DOCUMENT EXTRACT
· · · · · · ·

Aboriginal English is a variety of Australian English exhibiting influence from Australian indigenous languages. Studies have shown that the educational systems in Australia subscribe to the rationalist model by promoting the learning of Standard Australian English as the key to success in their society. As a result, there has been miscommunication in school settings, where teachers approach aboriginal students with a standardization mindset. However, cognitive sociolinguists’ effort in this is to present the specific schemas and underlying cultural conceptualizations to account for linguistic differences between the two dialects.

In the study, both the Aboriginal Australian and the Anglo-Australian students were asked to elaborate on the given stimulus word "home". Aboriginal children associated "home" with members of their extended family, family obligations, without much limit of time and space. However, the Anglo-Australian children referred to physical buildings and commodities (e.g. TV) as their "home". The lexical difference resides in the conceptualization difference between the two cultural groups, where Aboriginal people's conceptualizations profile the company of the extended family as opposed to the Anglo-Australian sense of "home" that is usually a building and its contents, bound by space and time.

The study posed implications for improvement of the educational system in Australia. This cognitive sociolinguistic approach brings forth the conflict between the two cultural models –– rationalist and romantic –– and serves to potentially solve the social problem in a community.

· · · · · · ·

DATASET CONTENT
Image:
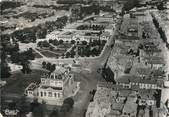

· · · · · · ·

PROBLEM 1
Summarize the passage on Aboriginal English in two sentences.
PROBLEM 2
In the passage on Aboriginal English, what did the Anglo-Australian children refer to as their "home"?
PROBLEM 3
Duplicate the part of the passage on Aboriginal English starting with "The study posed" and going on through "in a community.".
The listing above is separate material, apart from the passage on Aboriginal English.

FINAL ANSWER 1
Aboriginal English is a variety of Australian English influenced by indigenous languages, and Australian schools' promotion of Standard Australian English has led to miscommunication with Aboriginal students. In a study, Aboriginal children linked "home" to extended family and family obligations while Anglo-Australian children linked it to buildings and commodities, a difference rooted in cultural conceptualizations that carries implications for improving Australia's educational system.

FINAL ANSWER 2
Physical buildings and commodities, such as a TV.

FINAL ANSWER 3
The study posed implications for improvement of the educational system in Australia. This cognitive sociolinguistic approach brings forth the conflict between the two cultural models –– rationalist and romantic –– and serves to potentially solve the social problem in a community.